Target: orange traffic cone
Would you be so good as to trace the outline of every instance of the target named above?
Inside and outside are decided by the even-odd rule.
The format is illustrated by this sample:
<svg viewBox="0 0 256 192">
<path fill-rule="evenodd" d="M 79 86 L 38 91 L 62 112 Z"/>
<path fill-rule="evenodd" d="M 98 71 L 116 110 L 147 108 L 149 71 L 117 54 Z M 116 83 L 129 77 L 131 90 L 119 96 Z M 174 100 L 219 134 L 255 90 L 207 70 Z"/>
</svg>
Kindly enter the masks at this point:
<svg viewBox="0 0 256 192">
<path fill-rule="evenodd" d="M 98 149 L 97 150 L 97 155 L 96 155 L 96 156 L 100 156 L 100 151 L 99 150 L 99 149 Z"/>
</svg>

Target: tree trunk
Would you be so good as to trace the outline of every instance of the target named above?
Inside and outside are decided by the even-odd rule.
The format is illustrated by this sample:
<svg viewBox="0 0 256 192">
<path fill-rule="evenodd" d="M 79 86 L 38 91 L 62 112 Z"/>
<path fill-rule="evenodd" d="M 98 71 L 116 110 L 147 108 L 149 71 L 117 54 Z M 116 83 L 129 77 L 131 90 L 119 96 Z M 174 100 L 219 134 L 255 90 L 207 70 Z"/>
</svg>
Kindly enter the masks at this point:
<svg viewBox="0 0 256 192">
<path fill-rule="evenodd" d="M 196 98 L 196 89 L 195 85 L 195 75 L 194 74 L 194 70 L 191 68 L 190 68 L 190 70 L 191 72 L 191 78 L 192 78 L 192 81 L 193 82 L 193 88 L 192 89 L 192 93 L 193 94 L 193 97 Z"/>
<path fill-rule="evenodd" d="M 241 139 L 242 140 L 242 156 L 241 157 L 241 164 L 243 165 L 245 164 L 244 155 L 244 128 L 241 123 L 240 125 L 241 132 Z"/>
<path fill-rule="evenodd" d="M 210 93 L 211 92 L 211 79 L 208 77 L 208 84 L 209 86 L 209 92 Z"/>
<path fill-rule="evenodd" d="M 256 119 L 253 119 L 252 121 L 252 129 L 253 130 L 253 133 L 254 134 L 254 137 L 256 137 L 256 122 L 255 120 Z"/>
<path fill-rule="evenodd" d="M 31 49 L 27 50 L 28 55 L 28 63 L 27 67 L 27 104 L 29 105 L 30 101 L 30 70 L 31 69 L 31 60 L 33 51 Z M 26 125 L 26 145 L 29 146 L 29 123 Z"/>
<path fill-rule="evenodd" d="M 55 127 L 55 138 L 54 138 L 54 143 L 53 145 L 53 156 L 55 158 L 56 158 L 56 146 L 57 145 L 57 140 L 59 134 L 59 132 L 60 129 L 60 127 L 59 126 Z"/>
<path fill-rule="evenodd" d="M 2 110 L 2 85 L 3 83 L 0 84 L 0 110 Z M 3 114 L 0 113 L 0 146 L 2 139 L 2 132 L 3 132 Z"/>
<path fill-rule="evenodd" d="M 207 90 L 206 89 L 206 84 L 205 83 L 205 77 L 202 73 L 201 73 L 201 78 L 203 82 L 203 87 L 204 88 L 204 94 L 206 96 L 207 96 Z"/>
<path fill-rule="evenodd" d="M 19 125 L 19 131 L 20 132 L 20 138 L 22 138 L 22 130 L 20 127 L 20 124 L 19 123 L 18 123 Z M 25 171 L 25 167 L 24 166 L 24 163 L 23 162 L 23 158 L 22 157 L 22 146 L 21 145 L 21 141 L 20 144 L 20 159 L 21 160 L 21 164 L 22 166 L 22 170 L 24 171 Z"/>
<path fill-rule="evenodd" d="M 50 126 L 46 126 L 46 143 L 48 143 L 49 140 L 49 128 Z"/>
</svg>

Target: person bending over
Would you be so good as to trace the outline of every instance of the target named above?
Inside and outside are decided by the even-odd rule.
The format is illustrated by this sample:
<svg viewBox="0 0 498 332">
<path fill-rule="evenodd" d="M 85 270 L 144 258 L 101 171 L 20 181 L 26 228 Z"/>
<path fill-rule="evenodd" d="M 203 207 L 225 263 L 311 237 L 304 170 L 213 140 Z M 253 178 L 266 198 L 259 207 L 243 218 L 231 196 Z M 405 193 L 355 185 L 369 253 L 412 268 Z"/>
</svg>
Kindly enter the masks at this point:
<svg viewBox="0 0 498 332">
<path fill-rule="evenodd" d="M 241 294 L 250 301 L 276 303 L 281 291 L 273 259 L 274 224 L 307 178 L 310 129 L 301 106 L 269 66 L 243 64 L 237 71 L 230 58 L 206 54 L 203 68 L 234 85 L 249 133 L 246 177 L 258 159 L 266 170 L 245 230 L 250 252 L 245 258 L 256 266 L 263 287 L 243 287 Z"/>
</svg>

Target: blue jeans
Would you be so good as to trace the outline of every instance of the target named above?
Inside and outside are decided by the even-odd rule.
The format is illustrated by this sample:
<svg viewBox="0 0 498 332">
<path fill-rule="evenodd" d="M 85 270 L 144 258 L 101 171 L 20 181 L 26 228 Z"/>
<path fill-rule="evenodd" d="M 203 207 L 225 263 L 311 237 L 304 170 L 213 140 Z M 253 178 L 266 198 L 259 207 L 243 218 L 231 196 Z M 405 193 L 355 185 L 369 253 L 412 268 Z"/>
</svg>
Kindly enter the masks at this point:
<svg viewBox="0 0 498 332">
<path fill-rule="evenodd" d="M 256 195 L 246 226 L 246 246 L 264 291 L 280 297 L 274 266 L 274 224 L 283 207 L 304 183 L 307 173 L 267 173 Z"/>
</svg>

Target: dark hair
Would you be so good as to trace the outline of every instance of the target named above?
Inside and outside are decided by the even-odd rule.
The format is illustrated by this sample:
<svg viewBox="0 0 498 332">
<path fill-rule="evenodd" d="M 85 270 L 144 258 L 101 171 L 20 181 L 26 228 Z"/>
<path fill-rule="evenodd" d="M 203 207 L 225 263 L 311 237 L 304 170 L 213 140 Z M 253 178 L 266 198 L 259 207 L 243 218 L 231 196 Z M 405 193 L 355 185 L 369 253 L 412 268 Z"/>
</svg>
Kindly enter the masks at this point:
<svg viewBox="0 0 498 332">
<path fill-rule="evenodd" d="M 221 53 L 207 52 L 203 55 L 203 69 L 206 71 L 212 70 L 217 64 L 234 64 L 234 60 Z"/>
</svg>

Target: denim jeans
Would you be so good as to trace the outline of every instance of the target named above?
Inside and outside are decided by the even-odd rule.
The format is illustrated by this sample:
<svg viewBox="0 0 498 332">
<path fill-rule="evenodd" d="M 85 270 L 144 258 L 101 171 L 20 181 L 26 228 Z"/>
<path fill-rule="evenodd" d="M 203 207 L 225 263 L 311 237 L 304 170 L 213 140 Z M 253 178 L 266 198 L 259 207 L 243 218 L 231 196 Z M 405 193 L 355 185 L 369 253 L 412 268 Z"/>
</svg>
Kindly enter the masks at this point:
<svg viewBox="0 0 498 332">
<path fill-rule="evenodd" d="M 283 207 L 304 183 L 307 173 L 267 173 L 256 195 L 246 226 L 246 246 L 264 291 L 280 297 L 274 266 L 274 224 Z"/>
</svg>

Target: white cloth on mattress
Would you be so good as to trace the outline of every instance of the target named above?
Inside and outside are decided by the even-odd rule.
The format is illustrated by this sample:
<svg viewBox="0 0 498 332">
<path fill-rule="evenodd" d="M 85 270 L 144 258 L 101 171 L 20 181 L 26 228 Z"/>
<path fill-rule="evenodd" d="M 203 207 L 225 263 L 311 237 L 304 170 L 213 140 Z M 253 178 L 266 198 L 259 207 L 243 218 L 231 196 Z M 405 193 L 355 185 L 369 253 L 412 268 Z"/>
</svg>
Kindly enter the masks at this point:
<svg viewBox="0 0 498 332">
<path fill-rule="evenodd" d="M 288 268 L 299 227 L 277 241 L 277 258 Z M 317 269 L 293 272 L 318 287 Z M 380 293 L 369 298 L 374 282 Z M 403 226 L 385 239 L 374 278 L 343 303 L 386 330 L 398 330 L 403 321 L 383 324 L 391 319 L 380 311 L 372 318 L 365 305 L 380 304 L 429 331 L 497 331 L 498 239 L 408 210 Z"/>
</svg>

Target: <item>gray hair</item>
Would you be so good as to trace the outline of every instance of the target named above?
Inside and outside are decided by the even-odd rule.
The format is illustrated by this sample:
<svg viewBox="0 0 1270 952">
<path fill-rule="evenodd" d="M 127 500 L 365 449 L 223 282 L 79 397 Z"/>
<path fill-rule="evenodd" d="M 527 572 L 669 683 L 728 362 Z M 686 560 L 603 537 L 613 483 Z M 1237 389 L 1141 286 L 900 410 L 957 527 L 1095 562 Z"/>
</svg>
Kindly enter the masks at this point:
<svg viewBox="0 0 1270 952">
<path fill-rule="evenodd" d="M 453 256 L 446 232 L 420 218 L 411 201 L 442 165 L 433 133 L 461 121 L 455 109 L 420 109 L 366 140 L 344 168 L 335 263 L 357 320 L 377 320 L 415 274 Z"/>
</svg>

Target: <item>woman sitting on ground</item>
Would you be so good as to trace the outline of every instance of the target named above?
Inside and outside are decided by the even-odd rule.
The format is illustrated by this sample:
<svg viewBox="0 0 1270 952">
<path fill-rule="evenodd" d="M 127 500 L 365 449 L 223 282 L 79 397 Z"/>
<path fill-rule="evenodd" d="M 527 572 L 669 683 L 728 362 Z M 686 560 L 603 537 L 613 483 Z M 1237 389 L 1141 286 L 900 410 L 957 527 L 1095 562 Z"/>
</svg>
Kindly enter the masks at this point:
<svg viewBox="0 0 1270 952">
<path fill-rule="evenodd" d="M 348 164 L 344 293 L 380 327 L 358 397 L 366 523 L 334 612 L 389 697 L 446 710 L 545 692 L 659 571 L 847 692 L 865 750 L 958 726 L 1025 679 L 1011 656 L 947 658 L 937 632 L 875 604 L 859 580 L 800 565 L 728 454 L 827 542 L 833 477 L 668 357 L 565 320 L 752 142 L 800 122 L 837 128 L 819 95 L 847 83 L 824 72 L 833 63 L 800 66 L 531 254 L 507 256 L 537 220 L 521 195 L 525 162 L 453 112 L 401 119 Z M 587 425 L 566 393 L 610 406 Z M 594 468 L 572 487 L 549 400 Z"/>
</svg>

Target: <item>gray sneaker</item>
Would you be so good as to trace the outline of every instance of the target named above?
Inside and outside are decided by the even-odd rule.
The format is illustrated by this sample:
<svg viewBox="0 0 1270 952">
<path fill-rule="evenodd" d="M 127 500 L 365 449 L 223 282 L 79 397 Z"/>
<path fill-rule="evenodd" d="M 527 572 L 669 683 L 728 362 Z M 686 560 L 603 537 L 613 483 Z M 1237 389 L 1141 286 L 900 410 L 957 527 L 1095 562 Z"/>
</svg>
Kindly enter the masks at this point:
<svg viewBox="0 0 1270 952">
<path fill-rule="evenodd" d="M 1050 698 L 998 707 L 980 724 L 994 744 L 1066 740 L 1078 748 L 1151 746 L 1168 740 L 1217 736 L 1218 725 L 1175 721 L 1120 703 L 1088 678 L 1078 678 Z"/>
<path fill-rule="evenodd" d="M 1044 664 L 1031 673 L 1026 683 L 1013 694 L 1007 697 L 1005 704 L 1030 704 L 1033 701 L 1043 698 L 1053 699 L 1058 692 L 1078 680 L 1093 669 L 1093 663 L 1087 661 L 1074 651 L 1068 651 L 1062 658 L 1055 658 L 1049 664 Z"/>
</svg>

☆ ☆ ☆ ☆

WHAT YOU HAVE TO DO:
Pull out every line of the records above that contains the string "jeans". Letter case matters.

TASK OUTPUT:
Target: blue jeans
Target: denim jeans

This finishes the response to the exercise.